======== DATASET EXTRACT ========
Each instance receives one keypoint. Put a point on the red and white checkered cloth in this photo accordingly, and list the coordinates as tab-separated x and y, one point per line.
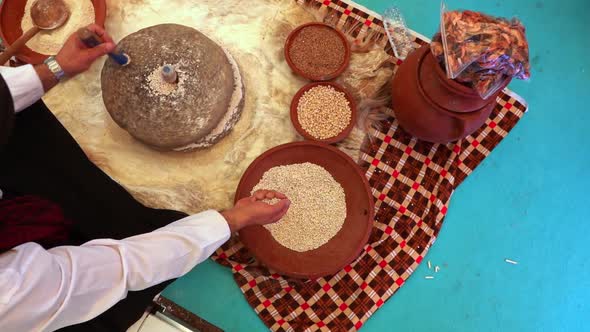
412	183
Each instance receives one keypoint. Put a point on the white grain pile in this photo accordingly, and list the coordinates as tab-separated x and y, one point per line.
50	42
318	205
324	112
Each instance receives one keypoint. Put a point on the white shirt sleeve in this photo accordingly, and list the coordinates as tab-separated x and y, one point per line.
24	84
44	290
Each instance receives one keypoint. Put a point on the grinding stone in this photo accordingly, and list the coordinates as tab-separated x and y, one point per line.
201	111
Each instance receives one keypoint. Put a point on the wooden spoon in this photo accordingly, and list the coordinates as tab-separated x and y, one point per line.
========
INSTRUCTIONS FOR THE TASK ▸
Verbatim output of every entry above is required, though pictures are to be left out.

YOUR RESPONSE ▸
Each instance receives one keypoint. Put a point on the red and white checkered cloth in this photo accordingly, and list the coordinates as tab-separated x and y, one point per line.
412	183
Each instance receives one keypoint. Put a point on the white grain pile in this photo accordingly, and list the coordinates as tab-separated x and y, one point per line.
50	42
318	205
324	112
Each instance receives one keypoint. Put a point on the white shirt sleeve in this photo accordingly, and list the coordinates as tab-separated x and y, one point per line.
24	84
44	290
Each instance receives one keypoint. Put a point on the grinding stone in this photo accordingly, and list the coordinates as tab-separated x and y, one point per line.
201	111
Each instance receives one keypoint. Put a point on the wooden spoon in this photo accordingly, and list the coordinates as tab-separated x and y, one point per line.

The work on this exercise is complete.